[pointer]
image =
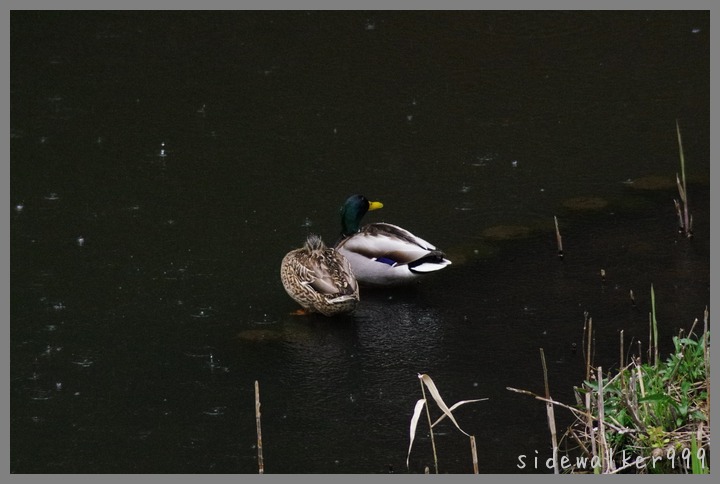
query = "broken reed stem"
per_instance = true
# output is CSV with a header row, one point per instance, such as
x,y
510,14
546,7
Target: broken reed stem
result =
x,y
551,414
622,358
473,449
589,348
261,464
432,435
605,460
654,325
706,353
682,189
559,238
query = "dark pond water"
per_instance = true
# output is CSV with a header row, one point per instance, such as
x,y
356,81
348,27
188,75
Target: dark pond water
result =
x,y
163,163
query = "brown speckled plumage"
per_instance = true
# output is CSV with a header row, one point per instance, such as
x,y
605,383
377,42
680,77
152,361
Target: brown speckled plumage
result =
x,y
319,278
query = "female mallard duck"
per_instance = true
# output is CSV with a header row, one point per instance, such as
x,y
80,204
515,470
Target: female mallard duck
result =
x,y
383,254
319,278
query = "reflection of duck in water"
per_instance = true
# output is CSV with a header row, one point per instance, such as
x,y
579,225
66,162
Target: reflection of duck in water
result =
x,y
383,254
319,279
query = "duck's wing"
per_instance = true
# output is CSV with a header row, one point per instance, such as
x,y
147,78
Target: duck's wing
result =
x,y
390,244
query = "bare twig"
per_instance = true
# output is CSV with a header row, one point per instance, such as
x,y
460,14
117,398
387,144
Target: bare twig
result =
x,y
551,415
261,463
473,449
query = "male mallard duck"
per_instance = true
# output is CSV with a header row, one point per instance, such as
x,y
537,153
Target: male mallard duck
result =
x,y
383,254
319,278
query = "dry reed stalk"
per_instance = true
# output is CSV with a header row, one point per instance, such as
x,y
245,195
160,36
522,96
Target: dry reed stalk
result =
x,y
432,435
706,352
473,449
559,239
551,414
261,463
685,217
606,458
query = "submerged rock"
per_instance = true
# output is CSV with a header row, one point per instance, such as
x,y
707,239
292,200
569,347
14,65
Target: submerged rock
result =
x,y
505,232
654,182
585,203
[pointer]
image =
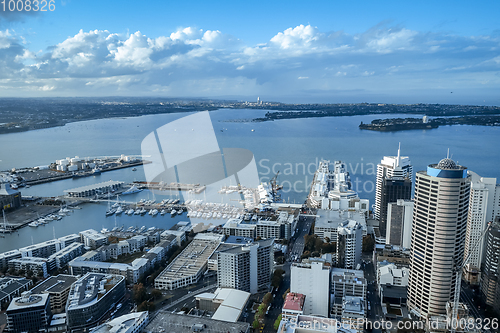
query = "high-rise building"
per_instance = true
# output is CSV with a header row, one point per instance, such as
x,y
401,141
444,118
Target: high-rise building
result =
x,y
399,222
438,236
393,189
247,267
490,274
349,244
484,204
394,179
311,278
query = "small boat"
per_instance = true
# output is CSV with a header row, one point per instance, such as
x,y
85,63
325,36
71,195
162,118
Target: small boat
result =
x,y
110,212
132,189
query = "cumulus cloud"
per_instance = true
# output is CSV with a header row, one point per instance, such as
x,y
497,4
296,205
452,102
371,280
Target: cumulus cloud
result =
x,y
298,59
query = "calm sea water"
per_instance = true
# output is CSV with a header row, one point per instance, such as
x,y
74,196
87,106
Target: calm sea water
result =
x,y
292,147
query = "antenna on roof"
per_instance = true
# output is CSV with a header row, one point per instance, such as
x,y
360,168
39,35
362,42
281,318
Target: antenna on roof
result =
x,y
399,155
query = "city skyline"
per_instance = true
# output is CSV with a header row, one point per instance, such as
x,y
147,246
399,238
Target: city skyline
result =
x,y
385,52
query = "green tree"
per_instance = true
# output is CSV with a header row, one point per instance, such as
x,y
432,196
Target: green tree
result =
x,y
286,292
139,293
268,298
277,322
146,306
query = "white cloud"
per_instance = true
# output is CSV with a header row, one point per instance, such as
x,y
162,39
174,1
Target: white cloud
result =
x,y
209,61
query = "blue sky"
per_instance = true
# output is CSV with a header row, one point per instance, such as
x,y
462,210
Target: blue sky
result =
x,y
289,51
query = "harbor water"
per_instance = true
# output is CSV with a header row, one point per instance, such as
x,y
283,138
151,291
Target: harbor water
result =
x,y
293,147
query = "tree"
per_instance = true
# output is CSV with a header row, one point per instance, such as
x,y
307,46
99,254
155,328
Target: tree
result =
x,y
139,293
277,322
286,292
268,298
146,306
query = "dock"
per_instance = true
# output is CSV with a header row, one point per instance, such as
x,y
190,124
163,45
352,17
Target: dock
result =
x,y
191,188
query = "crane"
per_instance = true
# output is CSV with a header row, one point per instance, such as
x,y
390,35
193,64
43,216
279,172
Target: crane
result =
x,y
458,280
275,187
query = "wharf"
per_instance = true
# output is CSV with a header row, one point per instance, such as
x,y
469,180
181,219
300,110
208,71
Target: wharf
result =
x,y
191,188
24,215
46,176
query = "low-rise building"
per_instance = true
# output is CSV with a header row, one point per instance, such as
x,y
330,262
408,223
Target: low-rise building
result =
x,y
226,304
172,322
237,227
91,297
62,257
311,277
328,222
12,287
58,288
8,256
93,239
293,306
129,323
29,313
188,267
38,266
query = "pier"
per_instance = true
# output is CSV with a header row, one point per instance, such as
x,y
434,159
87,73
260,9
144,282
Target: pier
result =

- Problem description -
Across the records above, tally the lines that contain "high" and return the number alone.

- Task output -
2